» **WHAT THIS TASK INVOLVES**
Copy the entries out again in full.

» **GIVEN RECORDS**
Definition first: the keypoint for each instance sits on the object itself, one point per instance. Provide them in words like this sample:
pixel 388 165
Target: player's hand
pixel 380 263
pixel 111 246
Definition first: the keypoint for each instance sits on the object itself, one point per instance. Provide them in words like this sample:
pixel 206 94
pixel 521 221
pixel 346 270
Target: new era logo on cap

» **THE COMPLETED TASK**
Definition first: the keypoint for each instance sits on the object itself, one point per instance. Provide them in words like this sample:
pixel 388 165
Target: player's hand
pixel 380 263
pixel 111 246
Definition first: the keypoint for each instance sits on the object itself, one point per instance. Provide them in words like this sample:
pixel 206 94
pixel 521 221
pixel 346 270
Target: new era logo on cap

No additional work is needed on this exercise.